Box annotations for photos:
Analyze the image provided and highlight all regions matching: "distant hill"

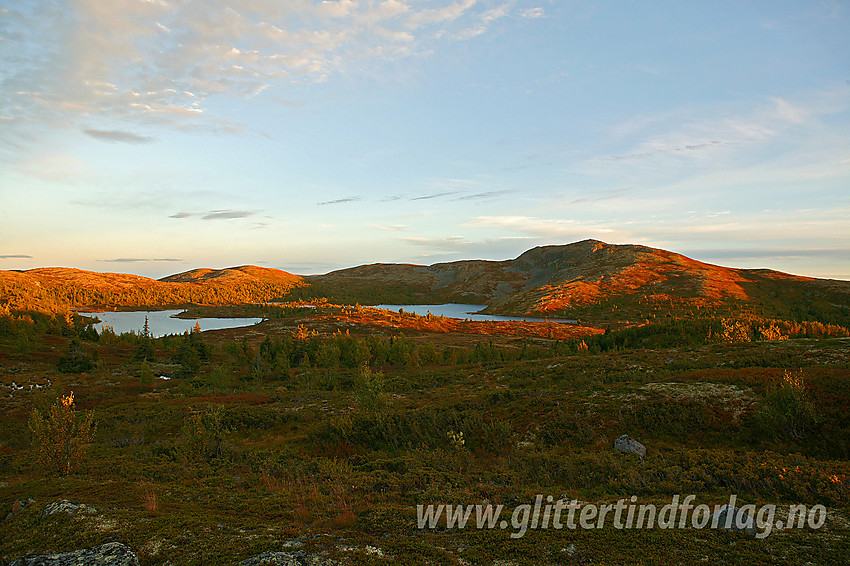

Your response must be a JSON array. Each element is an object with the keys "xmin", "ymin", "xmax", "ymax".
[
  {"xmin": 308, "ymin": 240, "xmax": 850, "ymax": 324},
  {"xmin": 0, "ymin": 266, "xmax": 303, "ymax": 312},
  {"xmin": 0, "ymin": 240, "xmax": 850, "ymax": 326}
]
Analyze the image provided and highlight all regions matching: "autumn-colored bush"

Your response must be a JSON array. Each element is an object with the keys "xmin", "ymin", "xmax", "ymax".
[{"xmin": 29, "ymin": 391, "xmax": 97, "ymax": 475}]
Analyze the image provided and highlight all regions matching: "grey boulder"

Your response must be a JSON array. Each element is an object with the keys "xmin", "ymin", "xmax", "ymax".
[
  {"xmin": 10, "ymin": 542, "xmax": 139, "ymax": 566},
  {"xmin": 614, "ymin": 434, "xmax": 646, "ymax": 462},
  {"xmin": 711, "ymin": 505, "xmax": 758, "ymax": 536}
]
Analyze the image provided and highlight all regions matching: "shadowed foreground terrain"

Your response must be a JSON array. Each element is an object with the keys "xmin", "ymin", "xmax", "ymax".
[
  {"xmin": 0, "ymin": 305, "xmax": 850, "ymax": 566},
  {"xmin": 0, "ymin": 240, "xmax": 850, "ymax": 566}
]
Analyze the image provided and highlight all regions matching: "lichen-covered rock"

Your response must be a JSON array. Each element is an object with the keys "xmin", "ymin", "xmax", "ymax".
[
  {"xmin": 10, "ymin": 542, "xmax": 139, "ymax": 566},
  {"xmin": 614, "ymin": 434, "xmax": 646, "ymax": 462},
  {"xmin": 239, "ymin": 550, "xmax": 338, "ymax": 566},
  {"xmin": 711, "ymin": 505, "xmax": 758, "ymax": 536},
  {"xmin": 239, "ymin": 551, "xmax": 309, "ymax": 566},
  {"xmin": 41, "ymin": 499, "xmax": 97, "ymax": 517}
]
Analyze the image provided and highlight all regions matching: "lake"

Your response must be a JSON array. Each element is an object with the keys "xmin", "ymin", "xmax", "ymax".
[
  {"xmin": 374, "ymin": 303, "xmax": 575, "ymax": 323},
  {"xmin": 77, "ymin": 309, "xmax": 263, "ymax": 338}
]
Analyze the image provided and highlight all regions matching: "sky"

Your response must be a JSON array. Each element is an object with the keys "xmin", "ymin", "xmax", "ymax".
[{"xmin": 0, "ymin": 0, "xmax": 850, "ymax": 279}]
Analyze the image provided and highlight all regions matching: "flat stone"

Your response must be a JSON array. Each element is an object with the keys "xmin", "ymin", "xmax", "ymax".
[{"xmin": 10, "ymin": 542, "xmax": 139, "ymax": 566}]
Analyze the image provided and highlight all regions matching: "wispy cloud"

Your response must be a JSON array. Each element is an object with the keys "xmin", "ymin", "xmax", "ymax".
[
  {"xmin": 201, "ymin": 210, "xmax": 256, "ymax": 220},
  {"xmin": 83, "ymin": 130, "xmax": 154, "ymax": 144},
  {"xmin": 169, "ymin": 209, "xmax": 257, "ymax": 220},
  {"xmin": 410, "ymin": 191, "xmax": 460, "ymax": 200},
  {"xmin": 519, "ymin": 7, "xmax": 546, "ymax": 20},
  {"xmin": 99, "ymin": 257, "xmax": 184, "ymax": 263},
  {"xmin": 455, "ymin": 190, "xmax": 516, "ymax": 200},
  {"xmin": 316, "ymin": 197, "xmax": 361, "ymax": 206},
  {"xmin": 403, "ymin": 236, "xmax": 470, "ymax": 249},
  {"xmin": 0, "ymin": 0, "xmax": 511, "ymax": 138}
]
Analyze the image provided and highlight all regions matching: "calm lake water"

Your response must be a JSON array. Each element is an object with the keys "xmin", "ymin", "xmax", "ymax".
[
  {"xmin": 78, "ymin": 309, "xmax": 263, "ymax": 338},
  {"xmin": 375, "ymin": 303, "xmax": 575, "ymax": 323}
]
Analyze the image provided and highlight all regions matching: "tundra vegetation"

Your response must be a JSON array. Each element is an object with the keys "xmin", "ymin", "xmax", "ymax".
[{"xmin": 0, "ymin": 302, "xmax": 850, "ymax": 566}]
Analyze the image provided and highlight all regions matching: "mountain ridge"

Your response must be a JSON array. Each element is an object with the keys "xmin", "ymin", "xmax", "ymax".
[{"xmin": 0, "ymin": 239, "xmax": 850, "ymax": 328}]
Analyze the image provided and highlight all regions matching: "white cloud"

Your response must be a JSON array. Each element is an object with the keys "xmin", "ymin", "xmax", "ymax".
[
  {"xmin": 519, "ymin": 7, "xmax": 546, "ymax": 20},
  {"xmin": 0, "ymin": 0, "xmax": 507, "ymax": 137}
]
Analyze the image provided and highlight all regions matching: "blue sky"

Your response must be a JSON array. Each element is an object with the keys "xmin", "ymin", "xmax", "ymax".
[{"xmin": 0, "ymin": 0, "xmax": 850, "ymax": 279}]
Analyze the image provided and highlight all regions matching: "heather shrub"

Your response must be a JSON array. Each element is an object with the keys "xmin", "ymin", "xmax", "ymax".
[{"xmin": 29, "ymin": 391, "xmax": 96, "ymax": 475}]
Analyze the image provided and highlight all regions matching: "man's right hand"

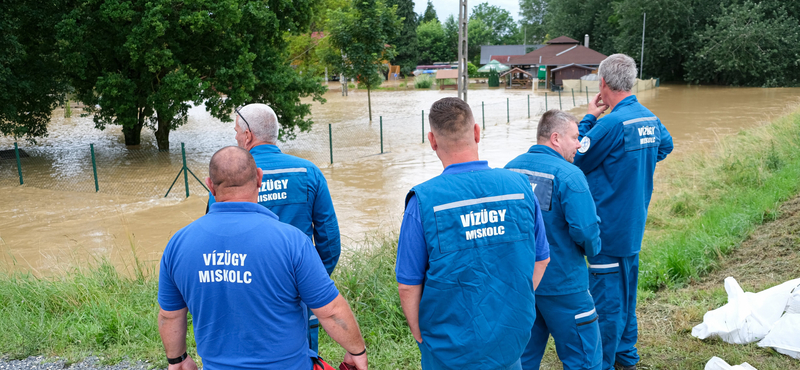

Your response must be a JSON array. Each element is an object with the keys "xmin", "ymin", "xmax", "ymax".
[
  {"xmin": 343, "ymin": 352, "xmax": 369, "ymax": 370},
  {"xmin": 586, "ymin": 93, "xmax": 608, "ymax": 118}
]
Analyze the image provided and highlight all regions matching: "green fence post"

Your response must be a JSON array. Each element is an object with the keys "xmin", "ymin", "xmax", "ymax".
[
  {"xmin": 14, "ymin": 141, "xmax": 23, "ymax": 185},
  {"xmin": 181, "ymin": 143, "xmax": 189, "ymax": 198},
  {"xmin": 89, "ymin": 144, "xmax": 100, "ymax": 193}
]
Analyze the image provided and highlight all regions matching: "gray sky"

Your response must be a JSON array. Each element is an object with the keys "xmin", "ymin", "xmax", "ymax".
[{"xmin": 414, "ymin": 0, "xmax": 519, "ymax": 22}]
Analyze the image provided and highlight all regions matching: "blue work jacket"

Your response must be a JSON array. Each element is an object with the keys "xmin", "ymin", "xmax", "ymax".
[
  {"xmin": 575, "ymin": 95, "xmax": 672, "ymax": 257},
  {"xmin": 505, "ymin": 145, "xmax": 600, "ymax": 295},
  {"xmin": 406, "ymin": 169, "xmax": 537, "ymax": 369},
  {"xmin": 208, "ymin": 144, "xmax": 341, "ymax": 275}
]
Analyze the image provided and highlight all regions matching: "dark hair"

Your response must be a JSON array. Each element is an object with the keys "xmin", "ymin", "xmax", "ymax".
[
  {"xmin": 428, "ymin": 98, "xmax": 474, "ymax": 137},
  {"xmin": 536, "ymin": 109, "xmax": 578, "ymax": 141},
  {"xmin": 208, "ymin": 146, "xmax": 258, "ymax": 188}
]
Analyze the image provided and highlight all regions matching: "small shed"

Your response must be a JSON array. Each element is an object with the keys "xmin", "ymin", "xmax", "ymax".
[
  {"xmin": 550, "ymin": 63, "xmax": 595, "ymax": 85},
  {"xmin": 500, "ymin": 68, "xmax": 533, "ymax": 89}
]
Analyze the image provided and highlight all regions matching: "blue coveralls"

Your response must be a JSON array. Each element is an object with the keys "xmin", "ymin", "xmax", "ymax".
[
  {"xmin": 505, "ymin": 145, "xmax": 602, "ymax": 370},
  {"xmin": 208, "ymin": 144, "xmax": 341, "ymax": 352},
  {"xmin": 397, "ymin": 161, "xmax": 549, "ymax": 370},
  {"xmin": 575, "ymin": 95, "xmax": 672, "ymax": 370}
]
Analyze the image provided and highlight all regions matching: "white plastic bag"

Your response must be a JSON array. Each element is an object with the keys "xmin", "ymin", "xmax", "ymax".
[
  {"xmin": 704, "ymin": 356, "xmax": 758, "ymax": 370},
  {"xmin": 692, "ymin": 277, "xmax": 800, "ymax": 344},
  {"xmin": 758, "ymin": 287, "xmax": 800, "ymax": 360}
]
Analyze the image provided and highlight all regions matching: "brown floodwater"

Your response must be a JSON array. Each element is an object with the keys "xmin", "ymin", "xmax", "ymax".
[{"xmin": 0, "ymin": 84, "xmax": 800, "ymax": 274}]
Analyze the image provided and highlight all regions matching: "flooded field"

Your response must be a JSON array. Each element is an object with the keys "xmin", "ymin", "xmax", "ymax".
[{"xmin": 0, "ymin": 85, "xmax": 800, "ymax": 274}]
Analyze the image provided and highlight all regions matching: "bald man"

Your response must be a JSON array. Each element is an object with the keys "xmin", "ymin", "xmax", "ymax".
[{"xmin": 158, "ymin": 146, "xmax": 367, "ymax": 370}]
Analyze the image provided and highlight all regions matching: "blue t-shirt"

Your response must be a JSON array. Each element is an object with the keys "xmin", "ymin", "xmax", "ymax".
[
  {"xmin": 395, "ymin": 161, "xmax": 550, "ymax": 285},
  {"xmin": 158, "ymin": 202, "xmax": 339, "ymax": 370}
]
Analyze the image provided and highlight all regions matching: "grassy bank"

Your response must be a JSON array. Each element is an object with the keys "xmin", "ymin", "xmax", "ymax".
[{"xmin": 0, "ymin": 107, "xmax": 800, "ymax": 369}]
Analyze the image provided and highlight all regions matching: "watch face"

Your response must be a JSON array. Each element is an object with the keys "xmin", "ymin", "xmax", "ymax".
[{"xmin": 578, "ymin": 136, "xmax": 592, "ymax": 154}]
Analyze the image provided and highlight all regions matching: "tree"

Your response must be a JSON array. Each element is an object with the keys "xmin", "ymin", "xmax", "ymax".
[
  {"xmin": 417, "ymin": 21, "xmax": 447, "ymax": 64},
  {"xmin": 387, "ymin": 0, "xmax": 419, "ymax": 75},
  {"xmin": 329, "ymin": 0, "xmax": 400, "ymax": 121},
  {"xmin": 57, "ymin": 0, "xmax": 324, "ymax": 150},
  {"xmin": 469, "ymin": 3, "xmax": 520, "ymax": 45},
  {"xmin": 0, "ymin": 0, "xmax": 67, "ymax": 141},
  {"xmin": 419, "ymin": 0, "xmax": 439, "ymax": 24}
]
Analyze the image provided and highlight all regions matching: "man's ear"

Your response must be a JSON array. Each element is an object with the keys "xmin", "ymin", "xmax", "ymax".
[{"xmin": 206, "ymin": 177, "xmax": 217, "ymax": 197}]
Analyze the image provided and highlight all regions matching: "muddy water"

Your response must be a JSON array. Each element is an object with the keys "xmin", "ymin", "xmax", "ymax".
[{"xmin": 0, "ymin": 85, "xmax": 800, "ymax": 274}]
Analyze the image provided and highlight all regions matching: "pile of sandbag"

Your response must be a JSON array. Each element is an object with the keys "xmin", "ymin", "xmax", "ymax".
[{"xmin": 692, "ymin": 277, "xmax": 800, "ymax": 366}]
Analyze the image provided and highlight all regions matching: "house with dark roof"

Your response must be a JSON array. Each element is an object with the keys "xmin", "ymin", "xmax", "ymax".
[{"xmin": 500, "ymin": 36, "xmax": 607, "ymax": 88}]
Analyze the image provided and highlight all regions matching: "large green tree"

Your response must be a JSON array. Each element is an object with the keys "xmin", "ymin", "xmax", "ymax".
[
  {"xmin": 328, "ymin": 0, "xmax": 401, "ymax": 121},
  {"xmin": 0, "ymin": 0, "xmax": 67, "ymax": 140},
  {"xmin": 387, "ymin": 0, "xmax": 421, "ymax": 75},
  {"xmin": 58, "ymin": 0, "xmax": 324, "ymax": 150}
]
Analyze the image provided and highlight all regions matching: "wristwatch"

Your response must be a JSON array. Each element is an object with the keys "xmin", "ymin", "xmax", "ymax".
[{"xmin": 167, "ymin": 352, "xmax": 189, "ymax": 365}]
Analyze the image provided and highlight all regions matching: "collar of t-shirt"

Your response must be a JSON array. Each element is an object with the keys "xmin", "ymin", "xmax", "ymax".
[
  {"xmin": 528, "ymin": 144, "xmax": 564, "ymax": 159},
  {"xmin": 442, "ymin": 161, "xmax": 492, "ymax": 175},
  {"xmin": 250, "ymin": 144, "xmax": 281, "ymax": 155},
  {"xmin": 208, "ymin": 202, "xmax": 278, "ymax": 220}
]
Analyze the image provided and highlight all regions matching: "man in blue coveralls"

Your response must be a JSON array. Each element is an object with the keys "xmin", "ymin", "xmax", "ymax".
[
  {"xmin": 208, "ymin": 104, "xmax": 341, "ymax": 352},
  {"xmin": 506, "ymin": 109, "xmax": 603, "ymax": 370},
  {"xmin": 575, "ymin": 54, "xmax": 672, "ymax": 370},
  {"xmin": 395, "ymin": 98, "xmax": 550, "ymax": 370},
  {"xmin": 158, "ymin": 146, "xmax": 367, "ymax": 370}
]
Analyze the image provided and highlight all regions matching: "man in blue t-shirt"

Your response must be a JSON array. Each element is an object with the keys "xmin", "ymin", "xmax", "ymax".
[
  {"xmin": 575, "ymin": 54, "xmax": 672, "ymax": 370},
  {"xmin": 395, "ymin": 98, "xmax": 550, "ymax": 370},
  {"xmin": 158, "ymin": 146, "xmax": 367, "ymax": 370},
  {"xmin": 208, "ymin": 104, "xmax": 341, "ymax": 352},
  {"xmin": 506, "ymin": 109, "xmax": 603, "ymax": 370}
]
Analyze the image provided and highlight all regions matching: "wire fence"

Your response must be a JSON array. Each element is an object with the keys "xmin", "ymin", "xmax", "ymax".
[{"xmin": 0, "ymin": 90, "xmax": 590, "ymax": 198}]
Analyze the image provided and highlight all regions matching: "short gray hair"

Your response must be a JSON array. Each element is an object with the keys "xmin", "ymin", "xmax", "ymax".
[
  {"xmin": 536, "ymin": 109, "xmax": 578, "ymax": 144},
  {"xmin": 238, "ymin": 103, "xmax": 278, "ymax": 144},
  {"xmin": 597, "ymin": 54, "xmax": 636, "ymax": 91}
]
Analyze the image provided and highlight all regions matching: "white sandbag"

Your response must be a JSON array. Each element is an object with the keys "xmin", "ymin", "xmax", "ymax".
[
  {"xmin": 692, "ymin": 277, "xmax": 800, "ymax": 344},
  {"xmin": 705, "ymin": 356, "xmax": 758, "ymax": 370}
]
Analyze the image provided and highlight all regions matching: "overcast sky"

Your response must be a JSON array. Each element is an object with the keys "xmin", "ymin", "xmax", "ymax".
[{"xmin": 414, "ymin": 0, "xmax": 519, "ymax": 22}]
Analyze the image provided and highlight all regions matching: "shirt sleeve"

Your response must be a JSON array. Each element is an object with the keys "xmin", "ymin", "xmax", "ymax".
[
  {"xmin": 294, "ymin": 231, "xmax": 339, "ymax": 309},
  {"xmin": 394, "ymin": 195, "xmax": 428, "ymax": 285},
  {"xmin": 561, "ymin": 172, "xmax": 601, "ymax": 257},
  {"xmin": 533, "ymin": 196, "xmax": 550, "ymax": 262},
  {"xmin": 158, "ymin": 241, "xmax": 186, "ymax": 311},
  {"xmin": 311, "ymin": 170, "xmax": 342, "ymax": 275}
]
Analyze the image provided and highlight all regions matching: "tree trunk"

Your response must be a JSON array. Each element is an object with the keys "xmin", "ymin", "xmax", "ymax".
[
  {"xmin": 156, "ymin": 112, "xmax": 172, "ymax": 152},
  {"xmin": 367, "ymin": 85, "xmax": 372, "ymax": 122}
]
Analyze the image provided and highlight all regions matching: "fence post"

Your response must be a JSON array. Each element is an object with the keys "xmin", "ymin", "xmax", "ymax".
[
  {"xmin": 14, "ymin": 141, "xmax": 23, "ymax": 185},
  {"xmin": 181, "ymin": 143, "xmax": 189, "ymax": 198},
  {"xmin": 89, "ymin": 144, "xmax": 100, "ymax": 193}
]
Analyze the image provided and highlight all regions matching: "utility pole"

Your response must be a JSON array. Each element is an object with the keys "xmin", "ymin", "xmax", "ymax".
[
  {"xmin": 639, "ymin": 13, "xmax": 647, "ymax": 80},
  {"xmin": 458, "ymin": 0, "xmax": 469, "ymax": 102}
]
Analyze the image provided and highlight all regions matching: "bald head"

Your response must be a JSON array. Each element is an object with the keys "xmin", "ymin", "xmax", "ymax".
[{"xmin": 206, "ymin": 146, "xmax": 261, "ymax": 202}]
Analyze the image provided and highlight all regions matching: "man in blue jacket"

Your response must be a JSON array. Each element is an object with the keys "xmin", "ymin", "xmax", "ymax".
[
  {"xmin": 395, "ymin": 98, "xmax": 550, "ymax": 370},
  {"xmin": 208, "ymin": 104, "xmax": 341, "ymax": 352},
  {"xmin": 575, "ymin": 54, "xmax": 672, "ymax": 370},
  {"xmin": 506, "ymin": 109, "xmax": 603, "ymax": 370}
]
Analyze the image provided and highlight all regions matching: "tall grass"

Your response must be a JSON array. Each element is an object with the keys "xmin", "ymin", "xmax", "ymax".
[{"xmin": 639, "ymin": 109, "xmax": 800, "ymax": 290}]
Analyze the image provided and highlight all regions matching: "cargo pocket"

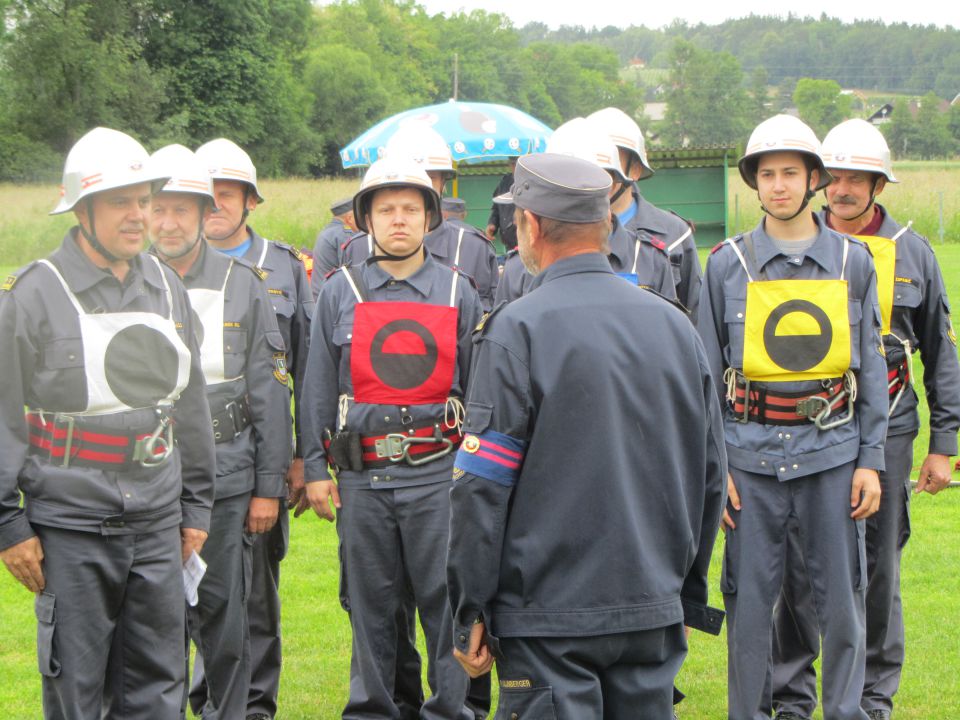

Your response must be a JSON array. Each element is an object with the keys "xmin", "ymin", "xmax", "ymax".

WHAT TO PRODUCE:
How many lines of the material contain the string "jacket"? Case counts; give only the number.

OUTPUT OF THE EXERCISE:
2